**WORK TASK:**
Transcribe the data as written, minus images.

**THE DATA:**
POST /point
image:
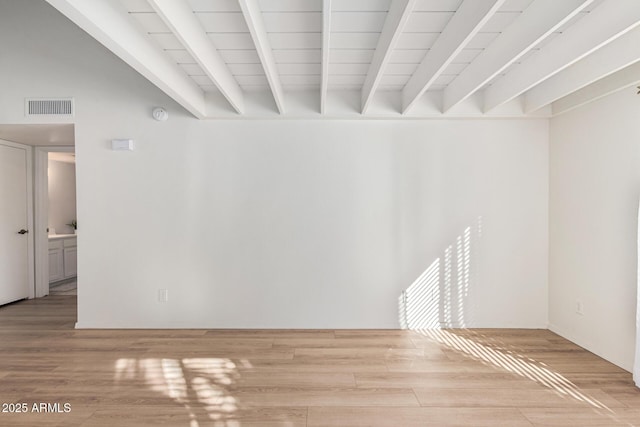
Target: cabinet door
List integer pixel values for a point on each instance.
(55, 264)
(70, 262)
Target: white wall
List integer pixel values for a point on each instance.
(62, 195)
(595, 182)
(294, 224)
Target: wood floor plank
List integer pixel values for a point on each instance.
(415, 417)
(441, 380)
(563, 417)
(307, 396)
(515, 398)
(485, 377)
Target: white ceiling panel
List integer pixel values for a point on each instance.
(137, 5)
(232, 41)
(455, 68)
(348, 56)
(515, 5)
(202, 80)
(500, 21)
(151, 22)
(417, 40)
(167, 41)
(209, 88)
(360, 5)
(394, 80)
(445, 79)
(437, 5)
(297, 56)
(292, 22)
(223, 22)
(407, 56)
(482, 40)
(260, 80)
(347, 80)
(300, 80)
(214, 5)
(354, 40)
(401, 69)
(246, 69)
(467, 55)
(246, 56)
(290, 5)
(390, 88)
(181, 56)
(295, 40)
(299, 69)
(349, 69)
(290, 36)
(357, 22)
(427, 22)
(193, 69)
(333, 87)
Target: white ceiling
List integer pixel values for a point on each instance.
(411, 58)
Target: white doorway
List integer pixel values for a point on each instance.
(52, 263)
(38, 140)
(16, 243)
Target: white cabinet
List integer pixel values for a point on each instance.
(63, 259)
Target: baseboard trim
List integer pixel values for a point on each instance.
(584, 343)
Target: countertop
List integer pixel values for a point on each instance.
(61, 236)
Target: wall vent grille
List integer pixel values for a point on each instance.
(62, 107)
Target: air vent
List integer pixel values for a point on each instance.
(49, 107)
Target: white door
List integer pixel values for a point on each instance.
(14, 246)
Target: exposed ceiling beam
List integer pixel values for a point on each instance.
(607, 22)
(253, 17)
(465, 24)
(185, 26)
(397, 17)
(539, 20)
(111, 25)
(326, 35)
(605, 61)
(627, 77)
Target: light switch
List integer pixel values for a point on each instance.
(122, 144)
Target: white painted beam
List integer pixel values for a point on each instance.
(253, 17)
(470, 17)
(397, 17)
(110, 24)
(326, 38)
(185, 26)
(538, 21)
(627, 77)
(603, 25)
(613, 57)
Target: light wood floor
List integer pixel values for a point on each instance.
(300, 378)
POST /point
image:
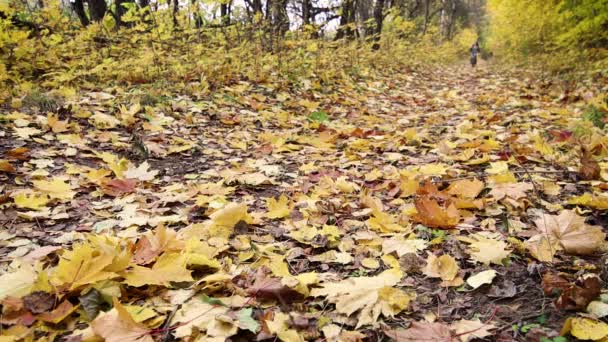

**THE ANSWER:**
POST /point
image:
Target: cabinet door
List integer pixel values for a point on each instance.
(55, 264)
(70, 262)
Target: white wall
List integer pixel values for a point on each instance.
(62, 195)
(595, 182)
(294, 224)
Target: wood floor plank
List integer pixel values for a point on each instance.
(415, 417)
(441, 380)
(563, 417)
(307, 396)
(515, 398)
(485, 377)
Target: white ceiling panel
List integer pixel values for a point on each instance.
(137, 5)
(232, 41)
(455, 68)
(348, 56)
(515, 5)
(202, 80)
(500, 21)
(151, 22)
(417, 40)
(167, 41)
(209, 88)
(360, 5)
(394, 80)
(445, 79)
(437, 5)
(297, 56)
(292, 22)
(223, 22)
(407, 56)
(482, 40)
(260, 80)
(347, 80)
(300, 80)
(214, 5)
(354, 40)
(401, 69)
(246, 69)
(467, 55)
(246, 56)
(290, 5)
(390, 88)
(181, 56)
(295, 40)
(299, 69)
(349, 69)
(290, 36)
(357, 22)
(427, 22)
(193, 69)
(333, 87)
Target: white ceiling
List integer pixel values for a point on each instance.
(411, 58)
Target: white doorway
List integer pixel values for a point on each instance.
(52, 263)
(38, 140)
(16, 243)
Target: white cabinet
List integer pixel values for a point on each instance.
(63, 259)
Target: baseboard trim
List integer pixel values for a point on each instance.
(584, 343)
Target: countertop
List integer pixel values for a point on each instance.
(61, 236)
Target: wall vent grille
List integer pixel values for a point on each instance.
(62, 107)
Target: air vent
List integer pixel values for a point on each instance.
(49, 107)
Target: white door
List integer pixel values for a point on each instance.
(14, 246)
Target: exposed ceiling beam
List integer pixel values for a point on each instance.
(607, 22)
(253, 17)
(465, 24)
(185, 26)
(397, 17)
(539, 20)
(111, 25)
(326, 35)
(605, 61)
(627, 77)
Target: light switch
List integer pixel values for a point on each instance.
(122, 144)
Target: white painted beam
List integer pixel values for a point on each instance.
(253, 17)
(470, 17)
(397, 17)
(110, 24)
(326, 38)
(185, 26)
(538, 21)
(627, 77)
(603, 25)
(613, 57)
Target: light wood floor
List integer pixel values for a point on each instance.
(300, 378)
POST /point
image:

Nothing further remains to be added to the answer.